*Prompt*: Reproduce every one of the entries below line for line, with no changes.

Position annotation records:
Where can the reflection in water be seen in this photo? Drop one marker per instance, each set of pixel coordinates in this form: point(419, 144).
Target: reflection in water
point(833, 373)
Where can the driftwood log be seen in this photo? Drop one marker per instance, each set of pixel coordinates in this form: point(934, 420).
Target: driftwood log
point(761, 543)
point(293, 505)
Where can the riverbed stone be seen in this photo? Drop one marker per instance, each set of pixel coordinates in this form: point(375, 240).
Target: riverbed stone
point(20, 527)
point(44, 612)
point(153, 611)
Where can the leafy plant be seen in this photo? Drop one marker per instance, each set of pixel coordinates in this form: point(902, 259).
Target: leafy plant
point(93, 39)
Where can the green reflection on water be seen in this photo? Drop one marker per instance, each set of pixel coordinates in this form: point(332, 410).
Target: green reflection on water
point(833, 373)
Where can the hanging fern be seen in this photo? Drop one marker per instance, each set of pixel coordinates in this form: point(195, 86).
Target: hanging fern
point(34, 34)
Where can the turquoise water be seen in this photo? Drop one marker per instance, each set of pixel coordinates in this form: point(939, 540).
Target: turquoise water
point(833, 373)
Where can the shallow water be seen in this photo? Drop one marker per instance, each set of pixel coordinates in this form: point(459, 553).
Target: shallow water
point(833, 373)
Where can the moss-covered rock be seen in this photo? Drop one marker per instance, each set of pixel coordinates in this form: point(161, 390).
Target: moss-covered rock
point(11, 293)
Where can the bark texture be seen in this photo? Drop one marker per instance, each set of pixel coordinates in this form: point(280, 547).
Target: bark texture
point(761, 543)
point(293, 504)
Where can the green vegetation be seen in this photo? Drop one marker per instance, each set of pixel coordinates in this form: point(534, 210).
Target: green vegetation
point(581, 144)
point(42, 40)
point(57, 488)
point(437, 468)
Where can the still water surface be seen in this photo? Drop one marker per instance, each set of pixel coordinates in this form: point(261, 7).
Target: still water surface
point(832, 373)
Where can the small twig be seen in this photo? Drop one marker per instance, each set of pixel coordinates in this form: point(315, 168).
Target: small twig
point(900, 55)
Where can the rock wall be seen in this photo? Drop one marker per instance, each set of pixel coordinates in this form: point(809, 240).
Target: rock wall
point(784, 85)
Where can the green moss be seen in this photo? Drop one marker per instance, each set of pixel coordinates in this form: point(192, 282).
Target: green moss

*Written response*:
Where can the reflection in water be seen in this photo? Drop one marker per instance, each set of pixel coordinates in this form: point(419, 144).
Target: reflection in water
point(833, 373)
Where can the driftwood log be seen in this photo? Drop one marker per instance, each set of pixel coordinates in this form: point(934, 420).
Target: driftwood log
point(761, 543)
point(293, 505)
Where can the riverbed stone be seen in this photo? Drop one marker per instance, each set of pixel coordinates in this form: point(375, 240).
Target: riverbed stone
point(20, 527)
point(44, 612)
point(153, 611)
Where can the leafy plant be seen in this photo? Drop one marker per instance, each set of pixel coordinates in this form: point(902, 259).
Target: leafy plant
point(93, 39)
Where can the green reflection on water be seen in this photo? Drop one marker per instance, each set of pixel coordinates in this form: point(332, 410).
Target: green reflection on water
point(833, 373)
Where can the hanging fern be seen in this photo? Drop one marker per instance, each set of pixel coordinates in this form: point(195, 86).
Target: hanging fern
point(34, 34)
Where can the turquoise water be seen in this photo? Drop one marker per instance, each set of pixel coordinates in this form: point(939, 540).
Target: turquoise water
point(833, 373)
Where can the shallow water be seen in this photo? Drop one marker per instance, each set of pixel coordinates in this form: point(459, 553).
Target: shallow water
point(833, 373)
Where can the moss-covered rock be seen in this photo? Drop one marker per instance, each set of pixel coordinates in this form: point(161, 390).
Target: moss-covered rock
point(11, 293)
Where can the bark texture be seen in this photo? Drop one marker per instance, each set of pixel coordinates in this form: point(280, 547).
Target: bark texture
point(761, 543)
point(293, 504)
Where can the green vegetation be seen in this photo? Drop one marker per instance, each set of pixel coordinates in this form: point(534, 210).
Target: green vegetation
point(581, 144)
point(42, 40)
point(57, 488)
point(437, 468)
Where can the still water surface be seen in this photo? Drop one marker per instance, each set of pixel coordinates in this form: point(261, 7).
Target: still water surface
point(832, 373)
Where can the small twig be seen in this photo? Drop one marker per instance, each set of pixel coordinates in this form: point(315, 168).
Target: small twig
point(900, 55)
Where can the rock wall be seen in this photo? Drop one marker per instance, each set of pixel coordinates in this form: point(809, 240).
Target: rock wall
point(784, 85)
Where can the green moss be seen in this photo? Drop one marker per instance, each set of pixel coordinates in this form: point(192, 282).
Target: green moss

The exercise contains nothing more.